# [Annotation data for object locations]
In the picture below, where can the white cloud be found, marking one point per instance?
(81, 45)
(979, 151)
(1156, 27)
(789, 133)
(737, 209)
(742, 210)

# [Requirement]
Report every line of the rows above that contains the string "marking", copying each such line in full. Treat the match as case-sensitive.

# [Correct response]
In the picture below, where can the white cloud be found, marking one point per instance?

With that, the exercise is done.